## BEGIN
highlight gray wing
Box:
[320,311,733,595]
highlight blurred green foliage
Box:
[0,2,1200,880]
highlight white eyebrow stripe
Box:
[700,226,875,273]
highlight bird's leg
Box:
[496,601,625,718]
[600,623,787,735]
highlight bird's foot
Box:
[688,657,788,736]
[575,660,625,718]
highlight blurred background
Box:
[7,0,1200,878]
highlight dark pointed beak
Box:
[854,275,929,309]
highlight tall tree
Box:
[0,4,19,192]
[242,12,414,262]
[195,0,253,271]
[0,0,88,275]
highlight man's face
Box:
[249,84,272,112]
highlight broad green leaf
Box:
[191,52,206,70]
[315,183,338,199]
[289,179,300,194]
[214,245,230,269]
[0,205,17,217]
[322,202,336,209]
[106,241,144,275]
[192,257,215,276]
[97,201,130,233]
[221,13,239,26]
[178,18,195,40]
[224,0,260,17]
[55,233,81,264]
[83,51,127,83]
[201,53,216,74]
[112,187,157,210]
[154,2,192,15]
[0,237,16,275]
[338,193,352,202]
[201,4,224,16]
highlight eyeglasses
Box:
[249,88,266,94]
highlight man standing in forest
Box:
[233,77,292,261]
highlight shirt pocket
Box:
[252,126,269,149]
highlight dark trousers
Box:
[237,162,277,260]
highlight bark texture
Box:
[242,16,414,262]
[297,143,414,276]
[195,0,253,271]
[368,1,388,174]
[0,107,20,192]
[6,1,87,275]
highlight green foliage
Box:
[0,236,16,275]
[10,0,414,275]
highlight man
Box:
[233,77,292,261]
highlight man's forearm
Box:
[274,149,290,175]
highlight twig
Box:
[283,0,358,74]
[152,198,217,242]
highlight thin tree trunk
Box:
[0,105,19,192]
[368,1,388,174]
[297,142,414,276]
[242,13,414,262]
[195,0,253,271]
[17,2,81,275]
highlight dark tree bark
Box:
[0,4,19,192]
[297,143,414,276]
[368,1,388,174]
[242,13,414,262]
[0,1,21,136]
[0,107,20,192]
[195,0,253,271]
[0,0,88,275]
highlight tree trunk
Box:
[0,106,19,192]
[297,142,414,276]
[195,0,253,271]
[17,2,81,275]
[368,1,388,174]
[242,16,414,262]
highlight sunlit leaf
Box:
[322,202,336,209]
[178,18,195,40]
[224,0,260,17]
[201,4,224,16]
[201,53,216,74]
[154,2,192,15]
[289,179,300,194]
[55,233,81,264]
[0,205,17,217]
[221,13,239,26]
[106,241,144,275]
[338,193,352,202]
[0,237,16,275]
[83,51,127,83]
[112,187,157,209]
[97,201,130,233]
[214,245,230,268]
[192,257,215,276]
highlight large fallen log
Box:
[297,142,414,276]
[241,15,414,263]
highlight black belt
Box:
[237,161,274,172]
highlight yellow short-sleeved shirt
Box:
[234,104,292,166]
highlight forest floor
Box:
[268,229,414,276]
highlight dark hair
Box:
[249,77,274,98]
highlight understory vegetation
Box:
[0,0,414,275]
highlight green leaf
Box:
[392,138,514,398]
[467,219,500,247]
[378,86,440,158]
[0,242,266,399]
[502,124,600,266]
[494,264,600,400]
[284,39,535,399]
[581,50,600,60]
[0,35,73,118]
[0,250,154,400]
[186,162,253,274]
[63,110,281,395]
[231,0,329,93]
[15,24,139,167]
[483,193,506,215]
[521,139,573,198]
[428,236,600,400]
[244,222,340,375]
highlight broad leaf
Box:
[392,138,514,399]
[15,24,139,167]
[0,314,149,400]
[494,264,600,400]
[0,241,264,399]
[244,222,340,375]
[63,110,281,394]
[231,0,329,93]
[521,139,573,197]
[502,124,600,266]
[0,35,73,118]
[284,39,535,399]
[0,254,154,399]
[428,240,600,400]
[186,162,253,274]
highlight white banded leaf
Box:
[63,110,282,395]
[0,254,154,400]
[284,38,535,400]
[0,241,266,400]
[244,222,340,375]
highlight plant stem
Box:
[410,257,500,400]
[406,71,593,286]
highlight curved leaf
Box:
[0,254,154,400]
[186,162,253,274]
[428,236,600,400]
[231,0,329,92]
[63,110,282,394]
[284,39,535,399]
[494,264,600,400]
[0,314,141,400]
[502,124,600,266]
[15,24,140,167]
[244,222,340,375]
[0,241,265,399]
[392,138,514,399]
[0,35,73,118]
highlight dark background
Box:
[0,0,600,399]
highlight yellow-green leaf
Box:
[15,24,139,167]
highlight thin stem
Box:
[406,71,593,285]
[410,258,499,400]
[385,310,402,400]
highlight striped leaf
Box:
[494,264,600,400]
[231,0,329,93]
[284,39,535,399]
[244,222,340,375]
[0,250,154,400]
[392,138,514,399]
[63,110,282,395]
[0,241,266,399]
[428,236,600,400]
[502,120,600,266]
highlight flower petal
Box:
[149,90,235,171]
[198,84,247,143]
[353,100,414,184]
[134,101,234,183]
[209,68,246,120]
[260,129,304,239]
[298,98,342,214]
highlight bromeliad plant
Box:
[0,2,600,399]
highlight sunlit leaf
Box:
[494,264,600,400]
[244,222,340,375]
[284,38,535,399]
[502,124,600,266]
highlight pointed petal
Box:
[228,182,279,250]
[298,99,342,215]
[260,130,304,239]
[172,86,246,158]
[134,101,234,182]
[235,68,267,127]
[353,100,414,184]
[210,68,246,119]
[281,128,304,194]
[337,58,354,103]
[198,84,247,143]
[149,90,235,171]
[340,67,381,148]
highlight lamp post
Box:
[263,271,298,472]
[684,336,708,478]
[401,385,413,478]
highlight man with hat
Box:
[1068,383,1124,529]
## END
Lay out the entries as a Markdown table with the columns "Row" and "Line", from the start of the entries through the line containing "[854,275,929,309]", both included. Give only those lines, one per row, number the rows in order, and omit blank lines.

| Row | Line |
|---|---|
| 1 | highlight gray wing |
| 2 | Box: |
| 3 | [320,311,733,595] |
| 4 | highlight blurred green foliage |
| 5 | Box: |
| 6 | [0,2,1200,880] |
| 7 | highlight white eyebrow stripe |
| 8 | Box: |
| 9 | [700,226,875,273] |
| 10 | highlight bird's leg |
| 11 | Box: |
| 12 | [496,601,625,718] |
| 13 | [600,623,787,735] |
| 14 | highlight bird's foot |
| 15 | Box: |
| 16 | [688,657,788,736] |
| 17 | [575,660,625,718] |
| 18 | highlight blurred background |
| 19 | Box: |
| 20 | [7,0,1200,878] |
| 21 | highlight dark pointed beak |
| 22 | Box: |
| 23 | [854,275,929,309] |